EXERCISE DETAILS:
Quote all of the data below exactly, please.
___ MATERIAL ___
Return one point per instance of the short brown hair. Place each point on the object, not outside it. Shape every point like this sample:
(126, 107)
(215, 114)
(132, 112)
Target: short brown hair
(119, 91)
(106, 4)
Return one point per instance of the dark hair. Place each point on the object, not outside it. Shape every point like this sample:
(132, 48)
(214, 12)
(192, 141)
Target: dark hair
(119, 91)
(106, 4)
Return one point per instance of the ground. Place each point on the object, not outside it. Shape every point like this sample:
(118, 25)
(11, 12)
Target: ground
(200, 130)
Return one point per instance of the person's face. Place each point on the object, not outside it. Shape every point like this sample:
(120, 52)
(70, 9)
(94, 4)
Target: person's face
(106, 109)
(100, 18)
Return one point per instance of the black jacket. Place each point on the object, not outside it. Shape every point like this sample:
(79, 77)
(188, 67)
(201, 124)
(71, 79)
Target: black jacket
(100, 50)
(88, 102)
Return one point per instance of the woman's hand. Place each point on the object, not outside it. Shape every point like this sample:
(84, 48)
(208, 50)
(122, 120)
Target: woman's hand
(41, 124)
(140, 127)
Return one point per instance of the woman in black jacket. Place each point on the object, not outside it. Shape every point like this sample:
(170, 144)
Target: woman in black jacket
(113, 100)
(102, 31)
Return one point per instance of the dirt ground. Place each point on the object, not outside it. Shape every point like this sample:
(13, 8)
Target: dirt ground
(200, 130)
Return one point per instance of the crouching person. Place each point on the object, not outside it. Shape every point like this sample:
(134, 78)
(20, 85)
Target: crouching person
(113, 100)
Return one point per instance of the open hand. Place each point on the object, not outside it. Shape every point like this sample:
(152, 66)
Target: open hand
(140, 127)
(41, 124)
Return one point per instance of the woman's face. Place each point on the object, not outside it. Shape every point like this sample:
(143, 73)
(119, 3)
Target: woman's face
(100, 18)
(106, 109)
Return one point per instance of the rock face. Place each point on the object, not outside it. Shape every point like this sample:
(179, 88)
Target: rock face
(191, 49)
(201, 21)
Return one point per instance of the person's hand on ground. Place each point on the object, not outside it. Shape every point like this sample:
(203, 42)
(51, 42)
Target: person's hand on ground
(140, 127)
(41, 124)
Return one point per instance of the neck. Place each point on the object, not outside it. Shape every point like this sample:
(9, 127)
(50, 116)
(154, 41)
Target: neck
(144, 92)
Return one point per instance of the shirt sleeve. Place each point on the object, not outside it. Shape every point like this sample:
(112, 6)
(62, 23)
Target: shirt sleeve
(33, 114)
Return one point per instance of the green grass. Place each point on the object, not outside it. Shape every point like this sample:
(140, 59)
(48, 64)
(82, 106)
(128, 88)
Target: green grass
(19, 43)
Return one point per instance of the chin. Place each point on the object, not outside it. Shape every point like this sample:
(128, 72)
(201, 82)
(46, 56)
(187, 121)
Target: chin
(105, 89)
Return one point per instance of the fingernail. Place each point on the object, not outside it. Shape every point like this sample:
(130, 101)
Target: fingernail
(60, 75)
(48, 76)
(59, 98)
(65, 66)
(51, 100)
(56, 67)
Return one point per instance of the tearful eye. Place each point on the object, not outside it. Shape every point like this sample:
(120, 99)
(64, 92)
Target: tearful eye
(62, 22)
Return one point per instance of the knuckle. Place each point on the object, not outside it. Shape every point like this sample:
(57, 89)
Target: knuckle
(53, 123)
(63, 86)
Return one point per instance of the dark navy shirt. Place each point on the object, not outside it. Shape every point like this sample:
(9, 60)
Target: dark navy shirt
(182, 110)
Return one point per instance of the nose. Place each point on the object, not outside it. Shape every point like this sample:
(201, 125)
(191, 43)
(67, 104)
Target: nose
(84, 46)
___
ANSWER FOR THE TASK:
Return one point per instance of the short brown hair. Place each point on the object, not outside it. Shape every point like this sample:
(126, 107)
(215, 114)
(132, 112)
Target: short brown hair
(119, 91)
(106, 4)
Return one point per instance of the dark hair. Place each point on the object, not outside it. Shape every point like this sample:
(132, 48)
(214, 12)
(192, 141)
Target: dark hair
(119, 91)
(106, 4)
Return one point per instance of the ground. Place each point on the object, not outside it. Shape every point like this sample:
(118, 25)
(11, 12)
Target: ground
(200, 130)
Return one point per instance of the person's face. Place each point on the object, not outside it. Shape every point like this sample:
(120, 52)
(70, 9)
(94, 4)
Target: person's face
(106, 109)
(100, 18)
Return one point per instance of the black jacket. Place each point on the object, not outside it. Shape every point like this sample:
(79, 77)
(188, 67)
(201, 124)
(71, 79)
Target: black jacket
(100, 50)
(88, 102)
Return one point per instance of the woman's hand. Place each point on the object, not outside it. Shape every point like this sample:
(84, 48)
(208, 50)
(122, 120)
Target: woman's hand
(41, 124)
(140, 127)
Return one point per instance of the woman in black jacket. Place each point on the object, not outside it. Shape every point like this sample:
(170, 144)
Target: woman in black jacket
(113, 100)
(102, 31)
Return one point per instance of the dirt ground. Place each point on the object, not outside it. Shape every point like this sample:
(13, 8)
Target: dirt ground
(200, 130)
Return one point per instance of the crouching person. Place each point on the object, not outside it. Shape every point like this sample:
(134, 78)
(20, 85)
Target: crouching person
(113, 100)
Return one point per instance of the open hand. Place each point on the object, not outside it. Shape every point like this sample:
(152, 66)
Target: open hand
(140, 127)
(41, 124)
Return one point per instance of the woman's face. Place each point on the object, not outside it. Shape every point like this sample:
(143, 73)
(119, 3)
Target: woman's face
(100, 18)
(106, 109)
Return one point per instance of the rock face. Place each point on the object, not outside it. Shape every point like this sample:
(179, 88)
Target: rock face
(191, 49)
(201, 21)
Return one point per instance of the person's hand on ground. Place each point on the object, not outside it. Shape every point like this sample:
(203, 42)
(51, 42)
Target: person's hand on ground
(140, 127)
(41, 124)
Return one point per instance of the neck. Place each point on the object, not outside it. Shape every point like this sample:
(9, 127)
(50, 116)
(154, 41)
Target: neck
(144, 92)
Return one point per instance of the shirt sleeve. Place each point on the object, not outside it. Shape every point like this sample:
(112, 6)
(62, 23)
Target: shirt sleeve
(33, 114)
Return one point per instance of the green grass. Place each point on the object, not outside it. Shape every point like this sample:
(140, 59)
(48, 64)
(82, 106)
(128, 88)
Target: green grass
(19, 43)
Return one point per instance of the chin. Place each point on the object, not outside it. Shape every point like this sample:
(128, 72)
(201, 82)
(46, 56)
(187, 121)
Target: chin
(105, 89)
Return one point per instance of the fingernail. Place each point on the object, not outside it. Shape every point like this sample:
(130, 101)
Target: fingernail
(60, 75)
(48, 76)
(59, 98)
(65, 66)
(51, 100)
(56, 67)
Return one point per instance of the tearful eye. Place each point on the object, not outside it. Shape every point like this sample:
(120, 99)
(64, 92)
Target: tearful eye
(62, 22)
Return one point per instance of the knuckle. Place each point on the object, not outside it. Shape every point like this sample:
(57, 89)
Target: knuckle
(53, 123)
(63, 86)
Return one point per instance of the dark navy shirt. Place each point on the object, not outside it. Shape every point like this sample:
(9, 60)
Target: dark navy shirt
(182, 110)
Return one point per instance of the nose. Place each point on the object, not outside it. Shape every point like this sample:
(201, 125)
(191, 43)
(67, 104)
Target: nose
(84, 46)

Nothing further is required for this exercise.